#### DIRECTIONS
• A. Write out the passage on crop price risk verbatim, starting with "Farmers want a" and going on through "host of problems.".
• B. Extend the discussion of farm futures and market consolidation, beginning immediately after its final sentence.

#### EXTRACTED TEXT
------------------------------------------------
The problem isn't getting loans on one's crops. It's transferring the price risk to someone better able to bear it.

Farmers want a guaranteed profit when they plant. Loans don't address that. Futures do. (It's why they were invented, in the 17th century, by the Dutch and Japanese.) The only real alternative is government guarantees. Those bring their own host of problems.




futures don't guarantee a profit, only a price. it's up to the farmer to decide whether the price is worth the planting (regardless of profit). and the pricing function only works well in an uncorrupt market.

the problem isn't the existence of the futures markets, but the same kind of over-consolidation that corrupts every laissez faire market, making them inefficient and brittle in the long-run. if regulation encouraged primarily mid-sized firms, rather than a few large ones, we'd have better informed and more efficient markets, albeit less lucrative since the firms wouldn't have undue (read: corrupting) influence.
------------------------------------------------
#### RECORD EXTRACTS
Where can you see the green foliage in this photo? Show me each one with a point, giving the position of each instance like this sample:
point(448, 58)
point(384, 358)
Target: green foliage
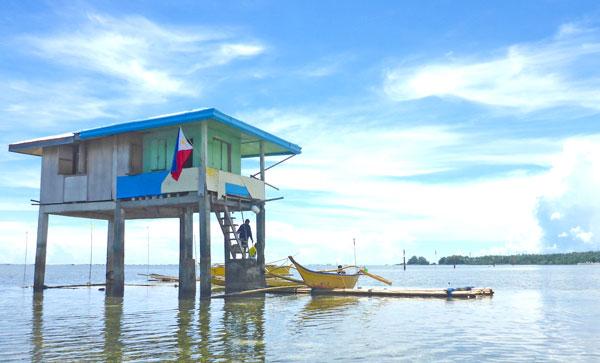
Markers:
point(572, 258)
point(414, 260)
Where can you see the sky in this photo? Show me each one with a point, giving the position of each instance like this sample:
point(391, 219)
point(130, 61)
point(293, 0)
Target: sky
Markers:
point(436, 128)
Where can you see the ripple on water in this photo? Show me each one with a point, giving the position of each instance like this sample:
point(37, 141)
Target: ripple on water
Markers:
point(537, 314)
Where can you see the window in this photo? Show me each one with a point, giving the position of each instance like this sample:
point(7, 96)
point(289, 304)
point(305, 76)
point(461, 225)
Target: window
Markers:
point(223, 154)
point(71, 159)
point(135, 159)
point(158, 154)
point(190, 161)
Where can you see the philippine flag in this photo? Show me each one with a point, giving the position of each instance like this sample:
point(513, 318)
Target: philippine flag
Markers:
point(183, 150)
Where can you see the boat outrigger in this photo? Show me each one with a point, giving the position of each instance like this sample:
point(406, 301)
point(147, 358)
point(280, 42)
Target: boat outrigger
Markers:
point(333, 280)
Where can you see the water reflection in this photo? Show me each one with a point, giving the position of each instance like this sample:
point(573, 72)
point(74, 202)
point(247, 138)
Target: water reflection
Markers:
point(204, 329)
point(184, 334)
point(242, 337)
point(37, 324)
point(323, 307)
point(113, 315)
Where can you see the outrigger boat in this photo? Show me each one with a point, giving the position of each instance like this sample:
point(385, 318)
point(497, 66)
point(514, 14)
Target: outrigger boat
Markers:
point(325, 280)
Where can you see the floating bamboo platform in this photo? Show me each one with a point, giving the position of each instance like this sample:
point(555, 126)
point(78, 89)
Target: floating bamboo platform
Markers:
point(458, 293)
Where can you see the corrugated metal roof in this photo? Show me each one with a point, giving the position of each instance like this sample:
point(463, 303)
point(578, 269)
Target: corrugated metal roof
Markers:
point(282, 147)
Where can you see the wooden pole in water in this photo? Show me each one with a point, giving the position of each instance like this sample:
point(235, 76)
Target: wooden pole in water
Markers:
point(25, 265)
point(148, 251)
point(204, 217)
point(187, 265)
point(91, 249)
point(40, 251)
point(115, 279)
point(261, 221)
point(354, 243)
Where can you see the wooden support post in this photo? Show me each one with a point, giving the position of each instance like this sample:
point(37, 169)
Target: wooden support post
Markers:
point(109, 250)
point(187, 265)
point(260, 218)
point(40, 251)
point(204, 217)
point(115, 281)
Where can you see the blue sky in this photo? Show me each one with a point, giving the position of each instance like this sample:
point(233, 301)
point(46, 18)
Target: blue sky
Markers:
point(466, 127)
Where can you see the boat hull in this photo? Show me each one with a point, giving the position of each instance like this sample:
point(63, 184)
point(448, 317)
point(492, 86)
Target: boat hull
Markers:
point(325, 280)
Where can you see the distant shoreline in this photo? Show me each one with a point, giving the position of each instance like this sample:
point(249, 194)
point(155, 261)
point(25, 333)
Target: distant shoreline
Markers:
point(571, 258)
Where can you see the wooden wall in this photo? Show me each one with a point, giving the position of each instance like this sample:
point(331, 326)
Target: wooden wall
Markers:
point(106, 158)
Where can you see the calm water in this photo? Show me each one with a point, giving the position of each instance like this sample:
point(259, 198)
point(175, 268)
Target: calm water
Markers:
point(538, 313)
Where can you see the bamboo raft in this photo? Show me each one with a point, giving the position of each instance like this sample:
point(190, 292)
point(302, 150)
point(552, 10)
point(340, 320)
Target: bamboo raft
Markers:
point(459, 293)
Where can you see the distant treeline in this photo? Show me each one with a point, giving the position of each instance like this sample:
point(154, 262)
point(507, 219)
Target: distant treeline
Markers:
point(572, 258)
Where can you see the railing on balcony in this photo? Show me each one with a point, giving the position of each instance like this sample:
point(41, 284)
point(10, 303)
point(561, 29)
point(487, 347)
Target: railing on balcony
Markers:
point(161, 182)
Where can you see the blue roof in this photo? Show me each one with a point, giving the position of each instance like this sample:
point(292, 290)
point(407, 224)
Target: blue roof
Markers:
point(274, 146)
point(187, 117)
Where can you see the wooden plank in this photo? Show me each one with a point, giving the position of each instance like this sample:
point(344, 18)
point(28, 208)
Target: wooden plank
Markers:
point(204, 208)
point(116, 280)
point(187, 265)
point(100, 169)
point(261, 217)
point(75, 188)
point(51, 186)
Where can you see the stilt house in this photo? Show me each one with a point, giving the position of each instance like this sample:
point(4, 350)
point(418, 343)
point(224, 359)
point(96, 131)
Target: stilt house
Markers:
point(121, 172)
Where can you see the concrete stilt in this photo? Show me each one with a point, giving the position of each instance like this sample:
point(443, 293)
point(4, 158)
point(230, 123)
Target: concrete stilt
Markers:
point(187, 265)
point(204, 218)
point(40, 251)
point(260, 219)
point(109, 254)
point(115, 279)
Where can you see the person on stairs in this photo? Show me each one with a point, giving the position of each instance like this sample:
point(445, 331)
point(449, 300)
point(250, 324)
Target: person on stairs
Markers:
point(245, 233)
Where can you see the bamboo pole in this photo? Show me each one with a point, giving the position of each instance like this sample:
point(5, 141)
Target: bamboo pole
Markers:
point(255, 291)
point(285, 277)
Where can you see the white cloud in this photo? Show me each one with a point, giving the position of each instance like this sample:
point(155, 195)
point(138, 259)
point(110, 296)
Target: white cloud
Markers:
point(578, 233)
point(572, 187)
point(528, 76)
point(348, 184)
point(154, 61)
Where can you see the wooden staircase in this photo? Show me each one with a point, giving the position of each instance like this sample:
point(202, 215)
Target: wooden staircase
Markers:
point(232, 240)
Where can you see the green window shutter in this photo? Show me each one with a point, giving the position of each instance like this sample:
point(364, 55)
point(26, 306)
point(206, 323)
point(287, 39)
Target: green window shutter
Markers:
point(154, 154)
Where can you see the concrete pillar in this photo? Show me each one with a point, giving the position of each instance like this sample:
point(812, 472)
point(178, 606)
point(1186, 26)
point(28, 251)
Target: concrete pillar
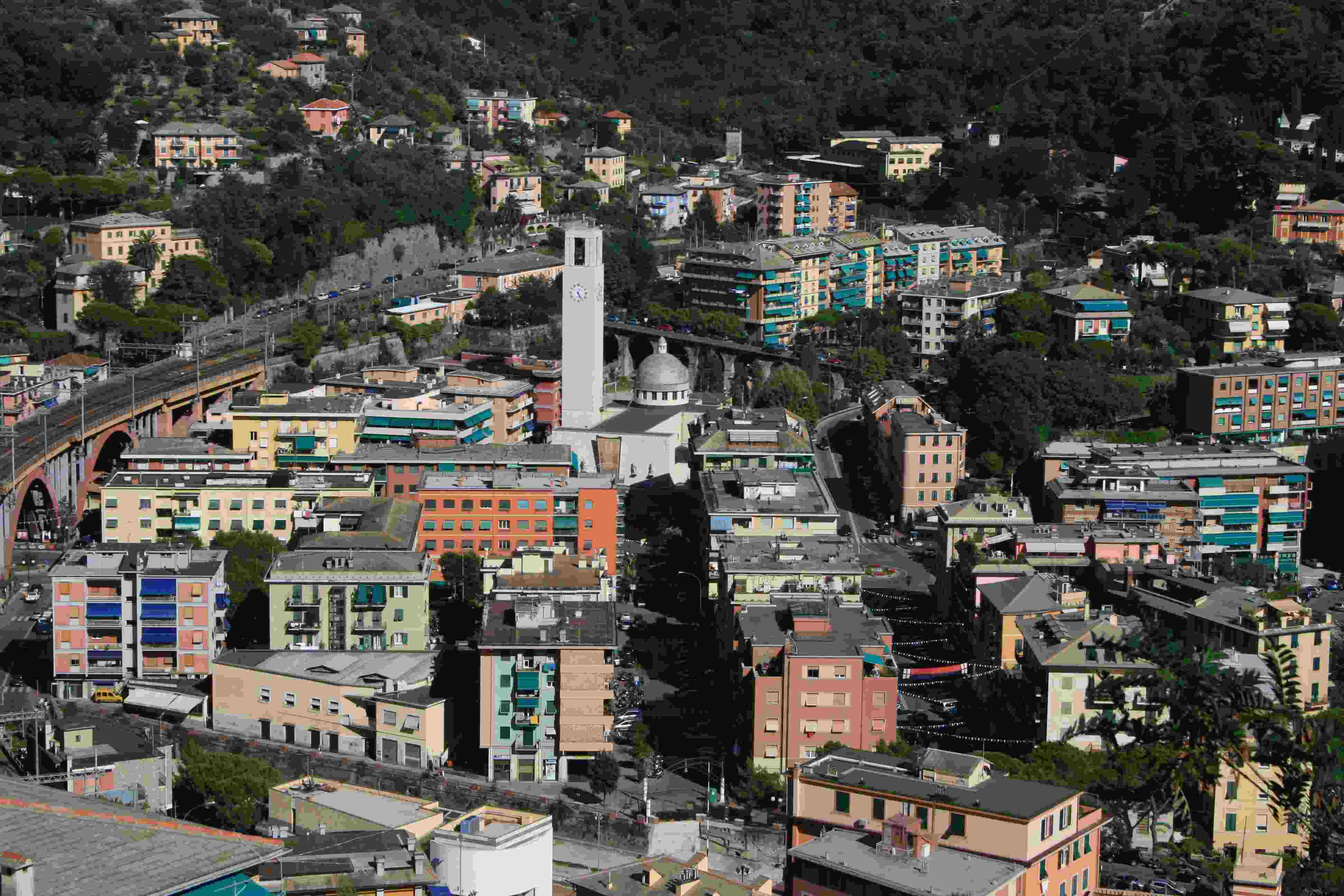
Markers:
point(625, 363)
point(730, 363)
point(693, 363)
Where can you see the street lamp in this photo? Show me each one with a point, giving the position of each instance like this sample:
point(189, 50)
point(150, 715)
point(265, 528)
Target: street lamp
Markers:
point(698, 584)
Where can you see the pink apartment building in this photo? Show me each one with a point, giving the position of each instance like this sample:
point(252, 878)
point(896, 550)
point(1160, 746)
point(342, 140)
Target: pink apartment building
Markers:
point(943, 823)
point(819, 671)
point(139, 612)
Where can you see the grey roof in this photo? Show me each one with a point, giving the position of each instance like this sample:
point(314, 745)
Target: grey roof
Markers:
point(84, 265)
point(998, 794)
point(515, 264)
point(194, 130)
point(69, 837)
point(190, 15)
point(249, 402)
point(350, 668)
point(308, 566)
point(1026, 594)
point(1230, 296)
point(944, 872)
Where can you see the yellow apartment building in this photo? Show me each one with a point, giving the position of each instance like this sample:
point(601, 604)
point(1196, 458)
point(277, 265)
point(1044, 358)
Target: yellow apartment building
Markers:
point(340, 702)
point(197, 144)
point(295, 432)
point(147, 506)
point(607, 165)
point(112, 237)
point(1236, 320)
point(350, 600)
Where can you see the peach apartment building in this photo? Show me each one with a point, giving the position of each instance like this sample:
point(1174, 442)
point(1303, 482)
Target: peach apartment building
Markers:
point(816, 668)
point(861, 819)
point(112, 238)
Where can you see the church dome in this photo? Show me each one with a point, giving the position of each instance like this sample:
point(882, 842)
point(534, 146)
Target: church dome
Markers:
point(662, 379)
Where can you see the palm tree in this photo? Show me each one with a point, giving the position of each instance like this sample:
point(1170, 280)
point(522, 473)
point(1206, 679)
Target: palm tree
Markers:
point(146, 252)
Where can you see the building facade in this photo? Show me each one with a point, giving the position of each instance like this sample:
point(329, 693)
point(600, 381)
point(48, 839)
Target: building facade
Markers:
point(135, 612)
point(327, 600)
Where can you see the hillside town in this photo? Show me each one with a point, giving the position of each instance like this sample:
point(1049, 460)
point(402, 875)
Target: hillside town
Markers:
point(447, 448)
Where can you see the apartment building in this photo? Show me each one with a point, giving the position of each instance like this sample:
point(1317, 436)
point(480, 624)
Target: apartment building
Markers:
point(377, 704)
point(749, 280)
point(168, 453)
point(1069, 656)
point(1289, 398)
point(935, 312)
point(506, 272)
point(390, 131)
point(279, 429)
point(857, 272)
point(326, 118)
point(499, 109)
point(623, 121)
point(197, 144)
point(816, 668)
point(397, 468)
point(523, 186)
point(1085, 314)
point(201, 27)
point(546, 670)
point(350, 600)
point(496, 514)
point(797, 206)
point(1236, 320)
point(753, 438)
point(112, 238)
point(1252, 500)
point(135, 612)
point(607, 165)
point(1320, 222)
point(147, 506)
point(941, 823)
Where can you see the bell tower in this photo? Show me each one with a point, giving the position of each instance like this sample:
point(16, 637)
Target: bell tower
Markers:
point(581, 328)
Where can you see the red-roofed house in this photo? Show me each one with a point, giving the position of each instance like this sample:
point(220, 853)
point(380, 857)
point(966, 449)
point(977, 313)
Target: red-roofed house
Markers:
point(280, 69)
point(326, 116)
point(623, 121)
point(311, 68)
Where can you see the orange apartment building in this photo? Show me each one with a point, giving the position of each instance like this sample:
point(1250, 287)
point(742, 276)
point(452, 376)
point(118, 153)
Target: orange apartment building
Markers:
point(815, 670)
point(943, 823)
point(326, 118)
point(112, 238)
point(496, 514)
point(135, 612)
point(193, 144)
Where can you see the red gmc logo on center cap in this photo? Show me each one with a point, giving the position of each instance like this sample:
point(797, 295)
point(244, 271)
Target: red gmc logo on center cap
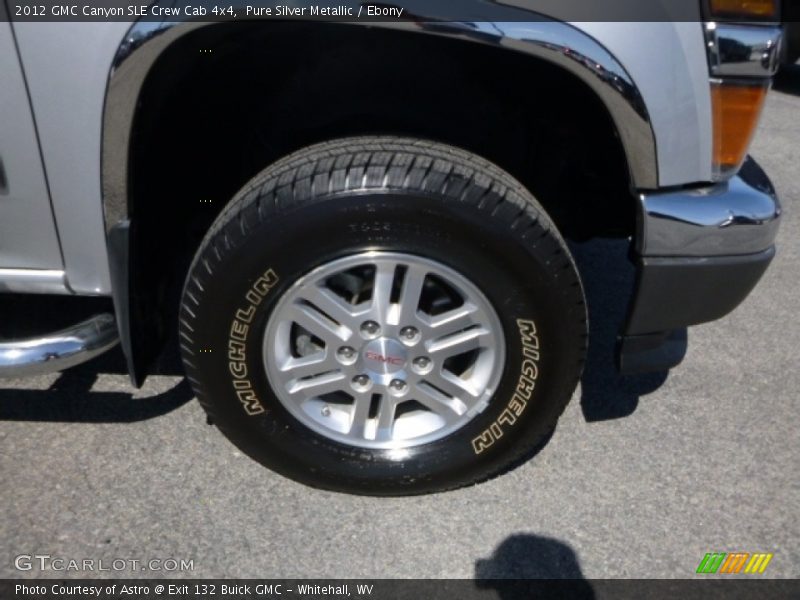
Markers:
point(391, 360)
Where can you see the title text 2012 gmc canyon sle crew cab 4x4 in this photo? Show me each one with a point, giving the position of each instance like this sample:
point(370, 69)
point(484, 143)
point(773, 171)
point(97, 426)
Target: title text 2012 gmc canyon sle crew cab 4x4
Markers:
point(358, 228)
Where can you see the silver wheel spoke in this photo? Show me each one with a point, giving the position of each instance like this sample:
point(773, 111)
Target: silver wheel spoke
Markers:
point(358, 424)
point(453, 386)
point(327, 302)
point(382, 292)
point(315, 364)
point(317, 323)
point(410, 294)
point(452, 321)
point(318, 385)
point(359, 369)
point(386, 410)
point(450, 409)
point(458, 343)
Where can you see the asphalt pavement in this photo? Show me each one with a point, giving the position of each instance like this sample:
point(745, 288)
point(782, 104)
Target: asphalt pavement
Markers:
point(642, 478)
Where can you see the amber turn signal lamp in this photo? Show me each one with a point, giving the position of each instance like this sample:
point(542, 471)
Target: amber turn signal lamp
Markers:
point(762, 9)
point(735, 109)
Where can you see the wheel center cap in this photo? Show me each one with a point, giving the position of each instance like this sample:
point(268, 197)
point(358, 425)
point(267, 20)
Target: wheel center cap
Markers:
point(385, 355)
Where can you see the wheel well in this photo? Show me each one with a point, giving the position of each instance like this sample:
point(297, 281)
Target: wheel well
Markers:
point(224, 102)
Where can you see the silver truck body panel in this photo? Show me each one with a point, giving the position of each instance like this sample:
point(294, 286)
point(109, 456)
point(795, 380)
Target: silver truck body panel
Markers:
point(665, 62)
point(28, 239)
point(67, 66)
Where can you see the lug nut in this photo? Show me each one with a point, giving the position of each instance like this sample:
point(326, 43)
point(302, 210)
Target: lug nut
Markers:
point(398, 387)
point(346, 354)
point(421, 363)
point(361, 382)
point(370, 329)
point(409, 334)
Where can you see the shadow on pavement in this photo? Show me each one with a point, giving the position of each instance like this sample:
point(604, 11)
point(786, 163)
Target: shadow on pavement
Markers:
point(787, 80)
point(526, 556)
point(70, 399)
point(608, 278)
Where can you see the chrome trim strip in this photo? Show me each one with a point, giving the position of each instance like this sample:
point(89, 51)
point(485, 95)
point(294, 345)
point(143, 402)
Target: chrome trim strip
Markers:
point(33, 281)
point(743, 50)
point(731, 218)
point(553, 41)
point(60, 350)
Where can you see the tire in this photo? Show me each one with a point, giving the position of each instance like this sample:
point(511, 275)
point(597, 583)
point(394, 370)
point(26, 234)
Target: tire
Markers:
point(409, 200)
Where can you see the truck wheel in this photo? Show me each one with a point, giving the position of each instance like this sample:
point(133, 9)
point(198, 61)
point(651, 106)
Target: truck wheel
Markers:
point(384, 316)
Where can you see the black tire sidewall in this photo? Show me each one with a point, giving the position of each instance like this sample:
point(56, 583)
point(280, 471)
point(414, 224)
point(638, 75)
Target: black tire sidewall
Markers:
point(513, 273)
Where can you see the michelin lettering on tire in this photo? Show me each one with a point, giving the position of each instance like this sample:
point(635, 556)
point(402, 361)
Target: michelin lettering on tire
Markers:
point(524, 390)
point(237, 343)
point(401, 197)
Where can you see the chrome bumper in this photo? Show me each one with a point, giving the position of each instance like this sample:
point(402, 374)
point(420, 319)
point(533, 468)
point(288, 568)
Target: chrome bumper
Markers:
point(60, 350)
point(699, 252)
point(739, 216)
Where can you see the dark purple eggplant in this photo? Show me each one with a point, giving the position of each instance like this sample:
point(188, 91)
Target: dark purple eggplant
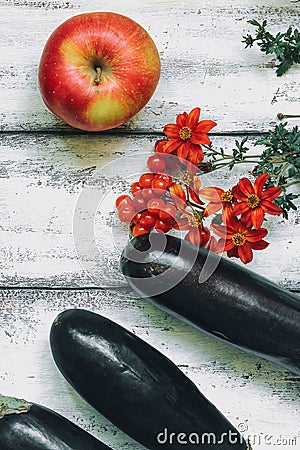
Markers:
point(217, 296)
point(27, 426)
point(136, 387)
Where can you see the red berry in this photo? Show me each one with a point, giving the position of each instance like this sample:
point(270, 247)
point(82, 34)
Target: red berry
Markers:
point(135, 188)
point(124, 200)
point(139, 203)
point(156, 163)
point(147, 193)
point(138, 229)
point(159, 186)
point(168, 213)
point(167, 178)
point(160, 225)
point(126, 213)
point(147, 220)
point(146, 180)
point(204, 236)
point(155, 205)
point(137, 218)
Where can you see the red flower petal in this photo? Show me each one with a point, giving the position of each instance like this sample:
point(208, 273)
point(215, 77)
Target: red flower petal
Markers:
point(171, 145)
point(257, 217)
point(200, 138)
point(233, 253)
point(195, 155)
point(256, 235)
point(183, 150)
point(246, 218)
point(181, 120)
point(227, 212)
point(212, 208)
point(172, 130)
point(260, 245)
point(229, 245)
point(193, 118)
point(222, 231)
point(245, 253)
point(194, 196)
point(271, 193)
point(270, 208)
point(237, 193)
point(193, 236)
point(259, 183)
point(246, 186)
point(212, 194)
point(240, 208)
point(204, 126)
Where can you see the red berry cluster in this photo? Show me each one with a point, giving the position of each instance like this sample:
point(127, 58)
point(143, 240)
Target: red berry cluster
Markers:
point(151, 204)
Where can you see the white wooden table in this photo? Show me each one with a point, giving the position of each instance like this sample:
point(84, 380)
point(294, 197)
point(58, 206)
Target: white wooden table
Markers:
point(45, 166)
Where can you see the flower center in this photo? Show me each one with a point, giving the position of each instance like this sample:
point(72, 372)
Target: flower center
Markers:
point(253, 201)
point(185, 133)
point(227, 196)
point(239, 239)
point(186, 178)
point(194, 220)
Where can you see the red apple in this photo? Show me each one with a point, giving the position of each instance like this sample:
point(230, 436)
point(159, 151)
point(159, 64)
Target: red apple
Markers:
point(98, 70)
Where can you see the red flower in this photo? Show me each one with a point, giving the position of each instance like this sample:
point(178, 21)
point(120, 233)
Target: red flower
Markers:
point(255, 201)
point(239, 240)
point(197, 234)
point(218, 199)
point(186, 136)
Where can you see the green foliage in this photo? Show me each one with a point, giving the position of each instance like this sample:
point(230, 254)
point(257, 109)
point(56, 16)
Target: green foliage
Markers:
point(280, 158)
point(285, 46)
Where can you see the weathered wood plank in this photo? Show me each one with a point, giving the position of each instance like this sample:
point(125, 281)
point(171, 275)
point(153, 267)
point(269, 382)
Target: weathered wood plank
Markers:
point(204, 62)
point(257, 397)
point(57, 189)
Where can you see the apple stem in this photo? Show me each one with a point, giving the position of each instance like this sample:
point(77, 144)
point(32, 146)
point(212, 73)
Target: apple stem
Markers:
point(98, 75)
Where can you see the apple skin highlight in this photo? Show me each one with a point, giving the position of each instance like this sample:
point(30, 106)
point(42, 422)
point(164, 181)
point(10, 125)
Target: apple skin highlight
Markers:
point(97, 70)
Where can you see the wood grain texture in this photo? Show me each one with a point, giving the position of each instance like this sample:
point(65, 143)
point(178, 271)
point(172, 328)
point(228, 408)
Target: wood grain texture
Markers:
point(60, 240)
point(204, 62)
point(58, 225)
point(252, 393)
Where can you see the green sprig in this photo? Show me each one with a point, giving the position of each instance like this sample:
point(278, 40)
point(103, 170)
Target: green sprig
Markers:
point(280, 159)
point(285, 46)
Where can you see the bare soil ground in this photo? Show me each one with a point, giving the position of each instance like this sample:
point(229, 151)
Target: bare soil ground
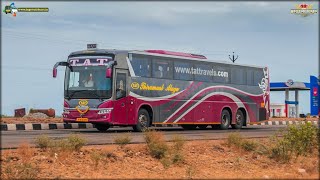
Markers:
point(294, 119)
point(209, 159)
point(23, 120)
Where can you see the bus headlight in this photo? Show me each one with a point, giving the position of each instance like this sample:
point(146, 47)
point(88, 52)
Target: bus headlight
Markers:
------------------------------------------------
#### YOUR WRITTEN ANSWERS
• A.
Farmers want a guaranteed profit when they plant. Loans don't address that. Futures do. (It's why they were invented, in the 17th century, by the Dutch and Japanese.) The only real alternative is government guarantees. Those bring their own host of problems.

• B.
note that insurance is another alternative to futures or gov guarantees, though i'd question the need to externalize risk, which manifests a critical market-shaping signal.


You mean growth dependence. When you are forced to grow every year and you can't grow by getting new customers you must steal existing customers from other companies by acquiring them.


'growth dependence' is just a symptom of greed, which is also the root driver of over-consolidation/corruption in markets. that's why a thoughtful regulatory stance is essential to high-functioning markets (e.g., anti-trust, not price controls), rather than the slapdash shit we have now, where parts of markets are highly over-regulated to ensure regulatory capture, while other parts are highly under-regulated to externalize risk.